Je vous répondrai par la mine de mon crayon.

Il y a plusieurs façon de crier, ma préférée c'est le silence.

samedi 23 février 2013

J'ai parlé à mon voisin...


« Que Dieu vous bénisse madame ! »

Bénédiction matinale en plein milieu de la métropole, je viens de me faire offrir l’appui ultime en réaction à une poignée de change qui vient de faire un bruit froid en tombant dans une saucière en forme d’oie. J’ai l’impression de me trouver devant un ange en porcelaine, dans une église, qui viendrait d’hocher la tête suite à un don déposé dans sa tirelire. Les dieux viennent de se rabattre sur moi pour mon reste de change.

Je suis bénie, mais je suis insatisfaite. Un peu déçue de ne pas avoir à lui offrir plus de temps, je continue mon chemin en marchant en reculons, lui disant de passer une belle fin de journée et d’aller se réchauffer un peu.  Et voilà, je viens de le faire j’ai été maternelle. Je lui ai prescrit ce que je croyais bon pour lui, s’asseoir dans un café entouré d’étudiants qui tapent sur le Macbook Pro avec leur très grand café latté extra machin en main. Réflexe de bonne samaritaine, je veux le faire rentrer dans le moule, contre une poignée de change.

···

#### VOS TÂCHES
1. Selon le billet sur la rencontre avec le voisin, dans quoi tombe la poignée de change ?
2. Poursuivez le billet sur la rencontre avec le voisin à partir de sa dernière phrase.

#### DONNÉES DISPONIBLES
···

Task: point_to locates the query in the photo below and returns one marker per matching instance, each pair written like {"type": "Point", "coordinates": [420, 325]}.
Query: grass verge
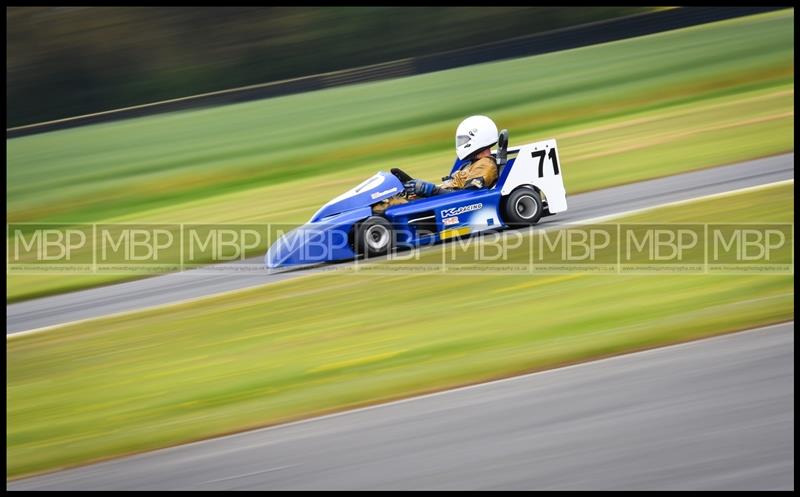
{"type": "Point", "coordinates": [329, 342]}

···

#### RÉPONSES PAR TÂCHE
1. Dans une saucière en forme d'oie.

2.
« Ça fait une heure que je suis là et personne ne m’a rien donné »

Pas surprenant, ici dans le quartier, il est plus sexy d’aller faire un voyage humanitaire en Amérique du Sud que d’aider son voisin qui en arrache. Je ne fais pas le procès de ce genre d’initiative que j’admire. J’ai pourtant la même vision ici devant moi sur une rue du Plateau Mont-Royal, un homme les yeux pleins d’eau qui vient de refuser le café que je voulais lui offrir pour je ne sais quelle raison, mais je m’en doute bien.

Ici, tout va bien à Montréal… Pourtant, alentour de vous, cohabitant à vos côtés, citoyens d’une autre manière, il y a plus de 30 000 personnes en situation d’itinérance juste sur notre belle île.

Et s’il prenait mes sous pour se faire une ligne, se piquer, boire ou autre. Est-ce que je viens de subventionner sa descente aux enfers ? Est-ce que je viens de contribuer au fléau de l’itinérance ? Est-ce que je viens d’encourager le fait qu’il quête ? Avouez que vous vous posez tous ces questions là. Puis, vous sentez l’envie soudaine de revenir sur vos pas et reprendre les 25 sous en lui disant que dans le fond c’est mieux pour lui comme ça. Je me demande bien ce que le petit  ange en tirelire aurait fait comme signe devant tant de questionnement face à votre don. Il aurait simplement resté bouche bée et aurait tendu sa main pleine de votre change pour vous le redonner honteux.

Pourtant votre argent vient de faire bien plus et si vous l’avez accompagner d’un sourire et d’un échange vrai et sincère, vous venez de briser la chaîne d’ignorance qu’il subit depuis la matinée. Je vous vois venir avec vos contestations.

« Je ne vais pas donner à chaque personne en situation d’itinérance que je croise !?!? »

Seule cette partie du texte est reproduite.